# Text shown
————————

The “It’s another Harry Potter” style cover from 2009, art by Brandon Dorman

I was disappointed to find no return of the faerie-like “White People” from the first two books, particularly as they were the most intriguing element, for me. Here, Gwyn only thinks of them briefly, to note that his sister is surely happy with them, so he feels no need to try and bring her back, and besides, he’s grown up and she is now a perpetual child, so what would the two have to talk about? It seems rather dismissive and cold, particularly as I can’t help thinking that Bethan’s supposed happiness with the fairy folk is the sort of happiness a cult member has with their cult—it may require deprogramming to reveal it’s not happiness at all. (I think The Snow Spider could do with a Boneland-style sequel, where an adult Gwyn has to either rescue his sister properly, or at least face up to the reality of what happened to her.)

Like Alan Garner’s The Owl Service (which Nimmo hadn’t read, at least before writing the first book in the series), myth, here, is a thing that threatens to take over modern generations, replaying its tragedies and re-inflicting its suffering. But unlike in The Owl Service, Gwyn’s approach is to fight myth with myth: just as Evan becomes infected with the mythic presence of Efnisian, Gwyn allows himself to become, in part, his ancestor Gwydion Gwyn. (Which leads to some comic moments, as this Welsh ancient’s presence in Gwyn leads to him suddenly finding all sorts of aspects of modern life hard to deal with. Only, as this happens in the final chapters, with the darkness around Evan building, it’s hard to really feel the comedy.)

————————

# Exercise tasks
1. In the book review, who did the art for the 2009 cover?
2. Write what comes next in the book review, beginning right after its final sentence.

Point localization data:
————————

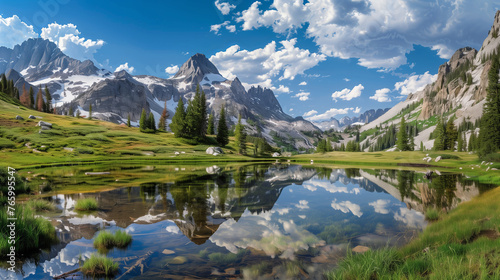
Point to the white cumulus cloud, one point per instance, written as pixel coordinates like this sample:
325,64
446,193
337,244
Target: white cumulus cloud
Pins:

————————

# Task answers
1. Brandon Dorman

2.
The series ends with Gwyn saying “I’m grateful for the adventure but I don’t believe I’ll need magic for a while.” Which leaves things somewhat unresolved—he’s still evidently living in a world where myth leaks through into reality, so how does he know he’s not going to need it?

For me, this may be the least successful of three books. The Snow Spider worked as an introduction to the difficulties and wonders of this world of myth and magic; Emlyn’s Moon was the most satisfying as a novel, with its nicely-balanced magical and mundane storylines; The Chestnut Soldier seems almost consciously messier, reflecting the main characters’ entry into adolescence and an awareness of greater moral ambiguity, but ultimately ending in a mood where the characters just felt they’d outgrown magic, as though it were their choice to make, in a world that seems dangerously fraught with myths and faerie.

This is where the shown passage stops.